Task directions —
Display every line of the items below that contains the word "instance", copying each one in full. Case counts when matching.

Record extracts —
###

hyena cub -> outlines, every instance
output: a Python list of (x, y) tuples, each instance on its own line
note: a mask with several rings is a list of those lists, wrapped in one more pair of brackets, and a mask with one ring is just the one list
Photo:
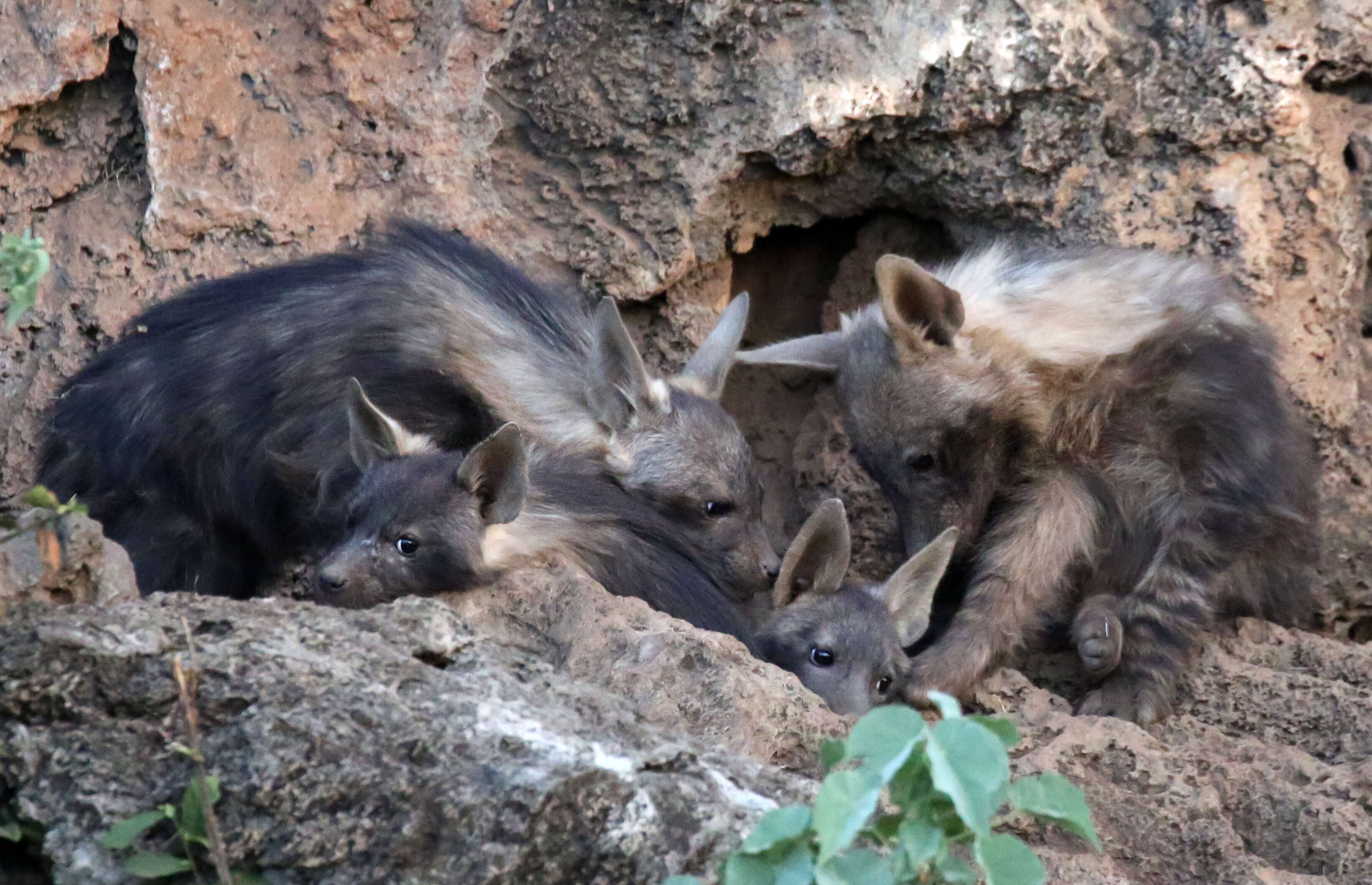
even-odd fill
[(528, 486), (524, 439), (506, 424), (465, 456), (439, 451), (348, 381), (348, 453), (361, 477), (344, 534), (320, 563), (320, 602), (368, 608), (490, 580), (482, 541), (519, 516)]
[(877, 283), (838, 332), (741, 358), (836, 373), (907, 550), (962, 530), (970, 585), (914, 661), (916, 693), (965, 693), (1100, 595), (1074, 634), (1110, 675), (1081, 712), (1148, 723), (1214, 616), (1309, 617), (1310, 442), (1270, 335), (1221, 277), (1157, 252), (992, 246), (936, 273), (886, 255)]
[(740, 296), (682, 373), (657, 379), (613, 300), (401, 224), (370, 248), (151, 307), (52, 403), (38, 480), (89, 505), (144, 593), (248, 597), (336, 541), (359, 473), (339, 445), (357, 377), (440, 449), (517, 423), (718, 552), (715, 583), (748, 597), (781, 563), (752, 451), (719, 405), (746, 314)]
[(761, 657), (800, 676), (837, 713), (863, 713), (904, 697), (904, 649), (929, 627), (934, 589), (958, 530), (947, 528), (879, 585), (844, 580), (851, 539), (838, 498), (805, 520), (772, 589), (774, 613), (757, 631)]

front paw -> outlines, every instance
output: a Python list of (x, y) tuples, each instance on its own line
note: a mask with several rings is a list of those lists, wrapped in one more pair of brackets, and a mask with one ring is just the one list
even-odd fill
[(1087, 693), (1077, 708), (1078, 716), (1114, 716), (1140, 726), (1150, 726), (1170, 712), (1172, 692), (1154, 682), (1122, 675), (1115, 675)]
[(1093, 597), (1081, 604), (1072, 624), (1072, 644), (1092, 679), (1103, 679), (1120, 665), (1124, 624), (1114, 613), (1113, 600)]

###

The answer —
hyena cub -> outlines, every instance
output: a Python list of (x, y) tuples, each instance on its own line
front paw -> outlines, every instance
output: a Python list of (x, y) tuples, each instance on its own line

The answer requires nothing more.